» TASK GOAL: Format every line of the rows below as a JSON list of strings, one string per line, with blank lines dropped. Leave the pictures out of the answer.

### RECORDS FOR THE EXERCISE ###

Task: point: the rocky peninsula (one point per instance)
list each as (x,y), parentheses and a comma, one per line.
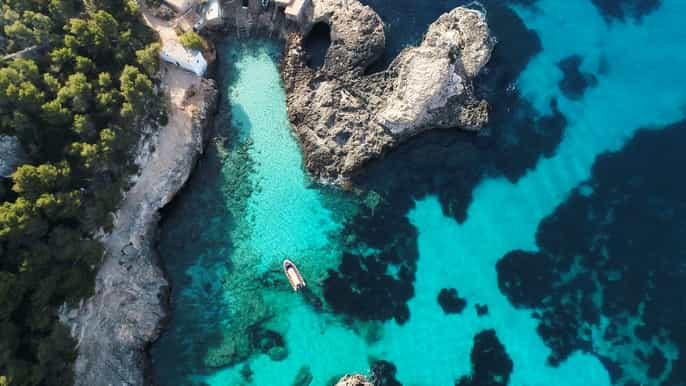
(344,117)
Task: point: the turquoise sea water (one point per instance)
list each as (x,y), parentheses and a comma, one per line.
(249,205)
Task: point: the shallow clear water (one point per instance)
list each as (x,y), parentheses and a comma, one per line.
(249,205)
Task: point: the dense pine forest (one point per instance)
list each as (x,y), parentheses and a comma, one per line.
(78,96)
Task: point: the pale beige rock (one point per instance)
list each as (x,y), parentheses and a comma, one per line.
(344,118)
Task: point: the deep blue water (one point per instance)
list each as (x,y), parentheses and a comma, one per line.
(546,250)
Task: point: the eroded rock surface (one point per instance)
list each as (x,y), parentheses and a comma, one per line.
(114,327)
(343,117)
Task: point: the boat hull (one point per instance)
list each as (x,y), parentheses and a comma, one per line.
(293,275)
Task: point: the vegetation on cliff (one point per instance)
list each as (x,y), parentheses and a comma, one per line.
(77,99)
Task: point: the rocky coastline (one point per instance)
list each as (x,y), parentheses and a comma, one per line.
(115,327)
(344,117)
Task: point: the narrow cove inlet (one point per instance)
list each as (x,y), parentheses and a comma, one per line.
(408,281)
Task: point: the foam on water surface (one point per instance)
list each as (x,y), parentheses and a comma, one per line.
(285,216)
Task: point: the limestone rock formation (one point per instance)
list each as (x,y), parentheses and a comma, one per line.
(354,380)
(114,327)
(343,117)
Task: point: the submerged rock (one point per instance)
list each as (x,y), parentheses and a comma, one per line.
(304,376)
(343,117)
(491,366)
(450,301)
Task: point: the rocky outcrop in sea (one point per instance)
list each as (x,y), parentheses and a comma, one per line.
(344,117)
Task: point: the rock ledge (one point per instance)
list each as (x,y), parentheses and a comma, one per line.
(343,117)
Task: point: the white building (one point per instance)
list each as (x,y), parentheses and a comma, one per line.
(211,15)
(191,60)
(180,6)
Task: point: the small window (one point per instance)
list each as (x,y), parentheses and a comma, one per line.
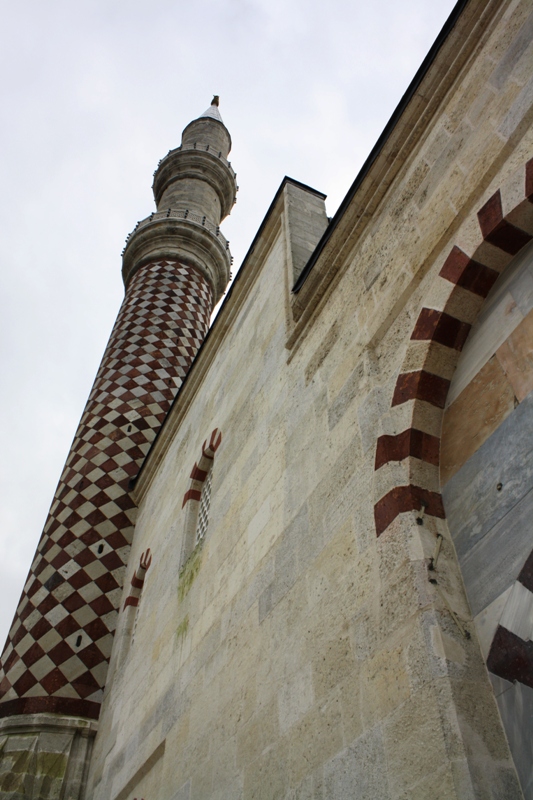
(203,511)
(197,498)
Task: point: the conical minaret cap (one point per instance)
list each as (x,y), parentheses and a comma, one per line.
(213,111)
(208,129)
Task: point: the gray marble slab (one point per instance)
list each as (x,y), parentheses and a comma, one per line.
(472,501)
(516,709)
(493,564)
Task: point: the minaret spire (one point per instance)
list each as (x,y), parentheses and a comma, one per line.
(175,267)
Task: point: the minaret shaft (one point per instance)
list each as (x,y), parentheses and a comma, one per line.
(60,643)
(175,267)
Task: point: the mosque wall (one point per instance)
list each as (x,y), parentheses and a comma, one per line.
(318,641)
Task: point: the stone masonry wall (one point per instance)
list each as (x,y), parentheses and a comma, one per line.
(301,655)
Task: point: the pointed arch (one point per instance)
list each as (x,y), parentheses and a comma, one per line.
(407,463)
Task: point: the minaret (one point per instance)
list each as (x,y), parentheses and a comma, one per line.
(176,265)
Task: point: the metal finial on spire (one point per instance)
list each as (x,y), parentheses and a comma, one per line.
(213,111)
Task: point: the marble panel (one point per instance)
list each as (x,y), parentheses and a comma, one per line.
(516,357)
(492,481)
(493,564)
(515,702)
(480,408)
(517,615)
(485,337)
(488,620)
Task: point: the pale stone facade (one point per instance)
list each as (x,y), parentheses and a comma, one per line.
(297,654)
(317,642)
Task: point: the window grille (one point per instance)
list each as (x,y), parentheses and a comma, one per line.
(203,511)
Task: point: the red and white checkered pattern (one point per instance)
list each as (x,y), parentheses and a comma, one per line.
(57,653)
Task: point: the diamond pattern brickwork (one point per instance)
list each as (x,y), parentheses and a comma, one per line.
(57,653)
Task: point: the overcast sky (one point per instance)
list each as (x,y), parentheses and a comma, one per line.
(94,93)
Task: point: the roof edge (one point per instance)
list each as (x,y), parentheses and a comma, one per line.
(385,135)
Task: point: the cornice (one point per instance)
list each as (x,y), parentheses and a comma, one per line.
(471,22)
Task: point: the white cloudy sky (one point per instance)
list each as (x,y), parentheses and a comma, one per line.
(93,94)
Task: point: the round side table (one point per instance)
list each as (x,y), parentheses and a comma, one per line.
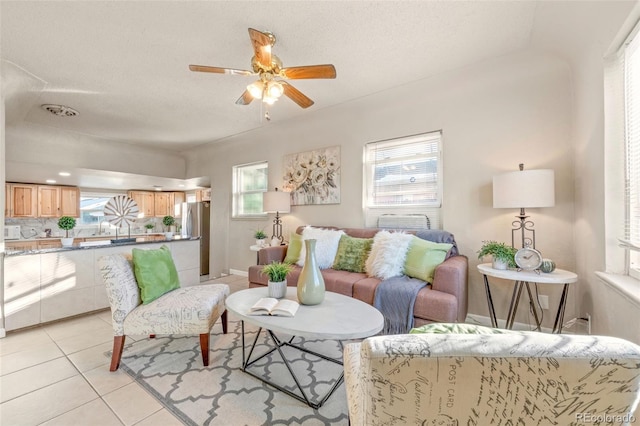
(521,280)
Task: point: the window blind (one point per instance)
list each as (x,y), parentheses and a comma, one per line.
(632,143)
(403,176)
(249,184)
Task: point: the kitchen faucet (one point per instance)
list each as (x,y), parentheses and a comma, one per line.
(100,226)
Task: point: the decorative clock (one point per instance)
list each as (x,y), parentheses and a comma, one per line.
(528,259)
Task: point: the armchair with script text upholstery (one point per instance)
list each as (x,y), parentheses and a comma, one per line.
(184,310)
(526,378)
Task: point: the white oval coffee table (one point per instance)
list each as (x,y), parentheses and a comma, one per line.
(338,317)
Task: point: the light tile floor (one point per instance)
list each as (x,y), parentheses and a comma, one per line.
(57,374)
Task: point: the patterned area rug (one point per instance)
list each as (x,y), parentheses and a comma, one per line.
(170,367)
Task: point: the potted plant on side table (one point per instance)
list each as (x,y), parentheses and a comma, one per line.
(66,223)
(260,237)
(277,273)
(502,254)
(168,221)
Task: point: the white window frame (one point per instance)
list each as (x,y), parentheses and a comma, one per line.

###

» COMPLETE ANSWER:
[
  "Task: point: the rocky peninsula (one point per instance)",
  "list each as (x,y), parentheses and a comma, one per line.",
  "(344,117)",
  "Task: point: the turquoise sea water (one point per instance)",
  "list each as (x,y), parentheses and a comma, one per line.",
  "(249,205)",
  "Task: point: the shallow clear water (one point per instance)",
  "list each as (x,y), parentheses and a comma, one per line.",
  "(249,205)",
  "Task: point: the dense pine forest (one point per instance)",
  "list each as (x,y), parentheses and a comma, one per line.",
  "(78,96)",
  "Task: point: the pale beige rock (one point per instance)",
  "list each as (x,y), parentheses and a comma, one per line.",
  "(344,118)",
  "Task: point: the deep blue water (one point per instance)",
  "list each as (x,y), parentheses and a comma, one per line.",
  "(546,250)",
  "Task: point: the eroded rock surface (one point per instance)",
  "list each as (x,y), parentheses and a comma, one per line.",
  "(114,327)",
  "(343,117)",
  "Task: point: the boat hull (one point per instance)",
  "list each as (x,y), parentheses and a comma, one per line.",
  "(293,275)",
  "Task: point: the vegetation on cliff (one point per instance)",
  "list each as (x,y), parentheses and a comma, one per line.",
  "(77,99)",
  "Task: point: the rocky coastline (one point per instance)",
  "list each as (x,y), parentheses and a comma, one per line.",
  "(115,327)",
  "(344,117)",
  "Task: point: the narrow cove inlet (one point per instance)",
  "list each as (x,y), parentheses and a comma, one per line.",
  "(408,281)",
  "Task: point: the foam on water surface (one point per instance)",
  "list each as (x,y), parentheses and a comma, one per line.",
  "(285,216)",
  "Task: point: the limestone rock formation (one point per instance)",
  "list each as (x,y), parentheses and a comma, one per line.",
  "(354,380)",
  "(114,327)",
  "(343,117)",
  "Task: point: the submerged rock (one point per instance)",
  "list each as (x,y), parentheses and a comma, one per line.",
  "(304,376)",
  "(343,117)",
  "(491,366)",
  "(450,301)",
  "Task: point: the rocky outcrop in sea (one point per instance)",
  "list each as (x,y), parentheses and a comma, one per line.",
  "(344,117)",
  "Task: point: the rock ledge (one point per instance)",
  "list each as (x,y), parentheses and a comma, one per line.",
  "(343,117)",
  "Task: point: the white building (one point per instance)",
  "list each as (x,y), parentheses and a comma, one per line.",
  "(211,15)",
  "(191,60)",
  "(180,6)",
  "Task: point: the small window (one point per instance)",
  "list each as (x,y), parentheses and a comma, one per line.",
  "(203,511)",
  "(197,498)",
  "Task: point: the conical minaret cap (one point per instance)",
  "list each as (x,y), parentheses and a comma, one per line.",
  "(213,111)",
  "(208,129)",
  "Task: point: the gray marble slab (one point per instance)",
  "list each as (x,y), parentheses and a comma, one per line.",
  "(472,501)",
  "(516,709)",
  "(493,564)",
  "Task: point: the minaret spire (one point per instance)",
  "list each as (x,y), parentheses and a comma, one per line.",
  "(175,267)",
  "Task: point: the minaret shaft (one point per instance)",
  "list each as (x,y), parentheses and a comma, one per line.",
  "(60,643)",
  "(175,267)",
  "Task: point: the mosque wall (one point per instance)",
  "list each as (x,y), parentheses and a comma, one per line.",
  "(318,641)",
  "Task: point: the stone masonry wall (one point per instance)",
  "list each as (x,y), parentheses and a comma, one per line.",
  "(301,655)",
  "Task: point: the pointed arch (one point per instance)",
  "list each as (x,y), parentheses and a comma, one per line.",
  "(407,463)",
  "Task: point: the minaret (one point per instance)",
  "list each as (x,y), parentheses and a comma, one per line.",
  "(176,265)",
  "Task: point: the metal finial on spire (one point per instance)",
  "list each as (x,y), parentheses and a comma, one per line.",
  "(213,111)",
  "Task: point: the marble panel (one point per instance)",
  "list each as (x,y), parentheses and a comma, one per line.",
  "(516,357)",
  "(492,481)",
  "(493,564)",
  "(515,702)",
  "(480,408)",
  "(517,615)",
  "(485,337)",
  "(488,620)",
  "Task: point: the pale stone facade (one point per instance)",
  "list each as (x,y), parentheses and a comma, one per line.",
  "(297,654)",
  "(317,642)",
  "Task: point: the window grille (one point per instance)",
  "list each as (x,y), parentheses and a comma, one per line.",
  "(203,511)",
  "Task: point: the red and white checkered pattern (one point per instance)",
  "list each as (x,y), parentheses and a comma, one per line.",
  "(57,653)",
  "Task: point: the diamond pattern brickwork (one point per instance)",
  "list each as (x,y), parentheses and a comma, one per line.",
  "(57,653)",
  "Task: point: the overcast sky (one point per instance)",
  "list each as (x,y), parentheses and a comma, one per line.",
  "(94,93)",
  "Task: point: the roof edge (one point per instance)",
  "list each as (x,y), parentheses and a comma, one per line.",
  "(385,135)",
  "Task: point: the cornice (one point per instance)",
  "list each as (x,y), parentheses and a comma, one per line.",
  "(471,22)",
  "Task: point: the white cloudy sky (one point per instance)",
  "list each as (x,y), parentheses and a comma, one per line.",
  "(93,94)",
  "Task: point: the round side table (one point per instance)",
  "list each as (x,y), parentheses and a comma, one per line.",
  "(521,280)",
  "Task: point: the window blind (one point per instance)",
  "list each as (x,y), parentheses and a comma, one per line.",
  "(632,143)",
  "(403,176)",
  "(249,184)",
  "Task: point: the kitchen faucet (one point per instance)",
  "list each as (x,y), parentheses and a comma, one per line.",
  "(100,226)",
  "Task: point: the decorative clock (one point per instance)",
  "list each as (x,y), parentheses and a comma, one per line.",
  "(528,259)",
  "Task: point: the armchair with script text upholstery (one point per instance)",
  "list each as (x,y), parentheses and a comma, one per line.",
  "(184,310)",
  "(526,378)",
  "Task: point: the white oval coffee table (one point per instance)",
  "list each as (x,y), parentheses and a comma, one per line.",
  "(338,317)",
  "Task: point: the light tile floor (one point per instance)",
  "list each as (x,y), parentheses and a comma, one per line.",
  "(57,374)",
  "Task: point: the patterned area rug (one point per instance)",
  "list each as (x,y), parentheses and a comma, one per line.",
  "(170,367)",
  "Task: point: the potted plant on side table (one point per instance)",
  "list each as (x,y), parentheses and a comma, one per line.",
  "(66,223)",
  "(260,237)",
  "(277,273)",
  "(502,254)",
  "(168,221)",
  "Task: point: the white window frame (one point per instance)",
  "list each as (x,y), parentheses and a comma, one per line."
]